_Письменное задание 1_
Преобразуйте в JSON-список строк строки записей начиная со строки, содержащей "TASK: Mark every navy", и вплоть до строки, содержащей "284;239;427;426", включая обе. Каждой строке должен соответствовать один элемент списка, пустые строки не включайте.

_Выбранный отрывок_
▼

Ну, а как быть с не менее легендарным сном Фридриха Саксонского, ухитрившегося разглядеть невывешенные тезисы? Пожалуй, наиболее характерно в этом предании то, что стремление курфюрста ухватиться за перо Лютера преследовало Фридриха даже во сне. Ведь желание – не только отец мысли, говоря словами восточной пословицы, но и главный источник сонных грез. Назревшая общественная потребность водила рукой виттенбергского богослова, преодолевала его сомнения и колебания, придавала неодолимую силу его оспариванию права папы распределять сокровища церкви. С самого начала Реформация объективно подрывала и основы старого строя. Прежде чем вступить в успешную борьбу против светского феодализма в каждой стране, необходимо было разрушить его центральную организацию – католическую церковь .

▲

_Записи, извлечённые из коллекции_
▼

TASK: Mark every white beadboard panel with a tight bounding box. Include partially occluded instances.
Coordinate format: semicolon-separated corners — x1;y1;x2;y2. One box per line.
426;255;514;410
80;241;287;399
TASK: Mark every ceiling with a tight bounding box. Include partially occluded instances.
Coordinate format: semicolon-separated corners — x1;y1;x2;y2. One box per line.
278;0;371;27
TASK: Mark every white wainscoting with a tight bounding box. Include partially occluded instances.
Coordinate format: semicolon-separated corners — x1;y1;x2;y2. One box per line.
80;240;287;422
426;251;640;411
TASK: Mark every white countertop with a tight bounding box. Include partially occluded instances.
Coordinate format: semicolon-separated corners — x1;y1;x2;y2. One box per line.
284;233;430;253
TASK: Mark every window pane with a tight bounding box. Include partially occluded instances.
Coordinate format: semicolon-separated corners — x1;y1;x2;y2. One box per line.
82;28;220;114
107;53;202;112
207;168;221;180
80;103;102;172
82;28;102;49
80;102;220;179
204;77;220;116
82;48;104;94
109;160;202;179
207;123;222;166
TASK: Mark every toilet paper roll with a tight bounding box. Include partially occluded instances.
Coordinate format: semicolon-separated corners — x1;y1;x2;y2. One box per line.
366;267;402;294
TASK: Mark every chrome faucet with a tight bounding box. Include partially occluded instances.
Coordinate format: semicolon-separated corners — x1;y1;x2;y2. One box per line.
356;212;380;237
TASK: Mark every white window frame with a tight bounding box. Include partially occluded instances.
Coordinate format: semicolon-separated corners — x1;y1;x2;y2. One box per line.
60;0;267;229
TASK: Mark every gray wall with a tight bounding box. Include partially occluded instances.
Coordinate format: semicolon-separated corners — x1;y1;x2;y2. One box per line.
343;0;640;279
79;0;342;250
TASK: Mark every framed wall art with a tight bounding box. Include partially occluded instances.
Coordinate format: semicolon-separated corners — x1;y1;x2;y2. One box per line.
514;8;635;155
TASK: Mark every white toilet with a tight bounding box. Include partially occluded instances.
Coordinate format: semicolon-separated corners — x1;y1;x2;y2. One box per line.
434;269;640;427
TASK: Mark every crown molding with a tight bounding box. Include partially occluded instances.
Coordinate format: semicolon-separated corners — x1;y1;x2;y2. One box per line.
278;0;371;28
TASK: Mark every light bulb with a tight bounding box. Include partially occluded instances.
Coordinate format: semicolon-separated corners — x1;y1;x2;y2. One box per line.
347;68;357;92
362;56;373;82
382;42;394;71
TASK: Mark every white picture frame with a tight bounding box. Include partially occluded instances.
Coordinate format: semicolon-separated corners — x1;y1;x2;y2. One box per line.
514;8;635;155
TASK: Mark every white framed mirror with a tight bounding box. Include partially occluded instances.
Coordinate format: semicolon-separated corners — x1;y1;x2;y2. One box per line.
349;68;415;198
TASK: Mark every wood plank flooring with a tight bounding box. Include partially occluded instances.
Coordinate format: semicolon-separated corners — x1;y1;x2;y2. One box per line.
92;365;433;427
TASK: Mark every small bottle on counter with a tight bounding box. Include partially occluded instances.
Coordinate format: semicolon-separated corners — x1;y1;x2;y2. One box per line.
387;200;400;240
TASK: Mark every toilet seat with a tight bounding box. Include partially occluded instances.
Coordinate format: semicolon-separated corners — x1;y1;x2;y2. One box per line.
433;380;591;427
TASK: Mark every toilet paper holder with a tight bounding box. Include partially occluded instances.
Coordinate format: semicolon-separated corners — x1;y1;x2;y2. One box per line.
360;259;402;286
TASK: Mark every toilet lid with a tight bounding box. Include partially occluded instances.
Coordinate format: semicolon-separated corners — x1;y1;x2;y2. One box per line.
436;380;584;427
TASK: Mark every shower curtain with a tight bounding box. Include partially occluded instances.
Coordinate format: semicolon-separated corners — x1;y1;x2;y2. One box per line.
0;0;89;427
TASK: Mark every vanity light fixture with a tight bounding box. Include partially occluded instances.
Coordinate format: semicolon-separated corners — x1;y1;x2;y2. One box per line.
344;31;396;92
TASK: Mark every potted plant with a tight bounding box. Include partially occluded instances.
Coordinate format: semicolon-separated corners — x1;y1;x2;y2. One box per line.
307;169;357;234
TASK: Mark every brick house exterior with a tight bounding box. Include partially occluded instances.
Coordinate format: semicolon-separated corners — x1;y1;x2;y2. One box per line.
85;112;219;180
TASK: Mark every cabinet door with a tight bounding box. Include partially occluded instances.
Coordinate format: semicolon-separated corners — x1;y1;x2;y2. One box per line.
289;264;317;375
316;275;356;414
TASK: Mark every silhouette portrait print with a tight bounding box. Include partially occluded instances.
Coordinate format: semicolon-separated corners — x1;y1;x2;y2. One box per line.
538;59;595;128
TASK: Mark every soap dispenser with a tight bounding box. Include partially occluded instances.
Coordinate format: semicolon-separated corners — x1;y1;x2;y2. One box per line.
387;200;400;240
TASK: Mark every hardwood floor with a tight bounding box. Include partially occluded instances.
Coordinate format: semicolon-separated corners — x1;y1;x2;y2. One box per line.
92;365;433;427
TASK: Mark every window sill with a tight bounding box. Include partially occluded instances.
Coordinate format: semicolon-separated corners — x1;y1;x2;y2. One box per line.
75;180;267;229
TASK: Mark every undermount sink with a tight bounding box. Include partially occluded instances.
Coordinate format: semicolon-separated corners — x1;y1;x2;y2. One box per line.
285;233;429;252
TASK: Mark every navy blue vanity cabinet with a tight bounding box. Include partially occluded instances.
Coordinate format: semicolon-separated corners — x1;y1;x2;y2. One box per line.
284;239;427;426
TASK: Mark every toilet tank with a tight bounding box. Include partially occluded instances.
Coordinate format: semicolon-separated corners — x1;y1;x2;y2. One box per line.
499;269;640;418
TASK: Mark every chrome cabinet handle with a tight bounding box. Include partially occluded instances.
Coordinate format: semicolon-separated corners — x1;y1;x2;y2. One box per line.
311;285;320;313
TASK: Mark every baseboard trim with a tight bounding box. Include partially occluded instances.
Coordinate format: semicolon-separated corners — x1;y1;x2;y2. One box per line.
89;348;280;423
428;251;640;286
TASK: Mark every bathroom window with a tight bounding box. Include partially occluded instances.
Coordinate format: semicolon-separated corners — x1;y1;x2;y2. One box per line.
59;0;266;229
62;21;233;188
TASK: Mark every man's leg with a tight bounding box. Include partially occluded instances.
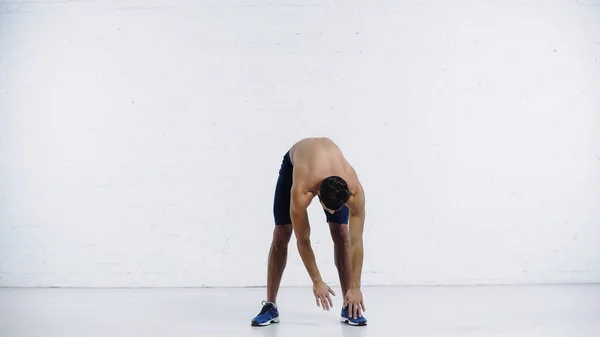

▲

_Письменное задание 2_
Согласно отрывку о Реформации, почему перед успешной борьбой против светского феодализма в каждой стране необходимо было разрушить католическую церковь?

_Ожидаемый результат 1_
[
  "TASK: Mark every navy blue vanity cabinet with a tight bounding box. Include partially occluded instances.",
  "Coordinate format: semicolon-separated corners — x1;y1;x2;y2. One box per line.",
  "284;239;427;426"
]

_Ожидаемый результат 2_
Католическая церковь была центральной организацией светского феодализма. Поэтому прежде чем успешно бороться с ним в каждой стране, требовалось разрушить эту организацию.